- [PROVIDED MATERIAL]
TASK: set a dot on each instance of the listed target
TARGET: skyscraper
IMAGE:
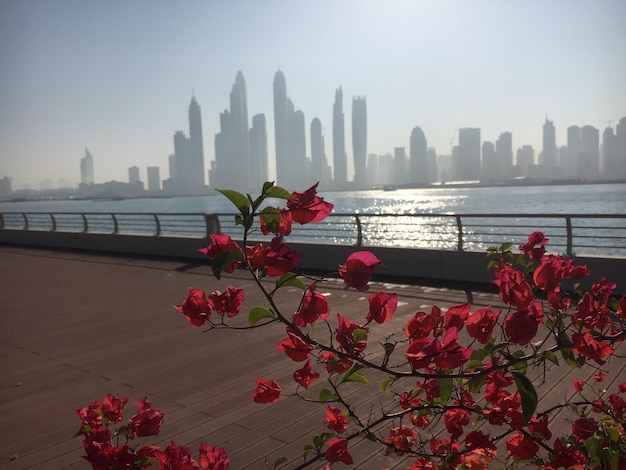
(340, 160)
(548, 151)
(418, 161)
(281, 129)
(359, 138)
(86, 168)
(466, 165)
(258, 152)
(195, 151)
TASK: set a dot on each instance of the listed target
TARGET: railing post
(459, 227)
(570, 238)
(158, 222)
(212, 224)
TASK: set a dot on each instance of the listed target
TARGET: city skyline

- [THE PROBLEM] Set down all of the rows above word for word, but leave the pictures out.

- [EXERCISE SOLUTION]
TASK: set a dot on each instance of the listed target
TARGET: skyscraper
IMAGE:
(340, 160)
(548, 151)
(418, 161)
(281, 129)
(359, 138)
(86, 168)
(466, 165)
(258, 152)
(195, 151)
TASK: set a dot on each instance of the listed target
TARGET: railing post
(459, 227)
(570, 238)
(158, 222)
(212, 224)
TASK: set a dot on each instance of the listed target
TARGET: city skyline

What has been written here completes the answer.